Entrées du jeu de données
···

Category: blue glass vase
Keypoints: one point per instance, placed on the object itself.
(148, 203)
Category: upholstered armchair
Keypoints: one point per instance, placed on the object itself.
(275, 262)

···

ÉNONCÉ:
Réécrivez tous les enregistrements ci-dessus en remplaçant « instance » par « item », sans rien modifier d'autre.

SOLUTION RÉDIGÉE:
Category: blue glass vase
Keypoints: one point per item, placed on the object itself.
(148, 203)
Category: upholstered armchair
Keypoints: one point per item, placed on the object itself.
(275, 262)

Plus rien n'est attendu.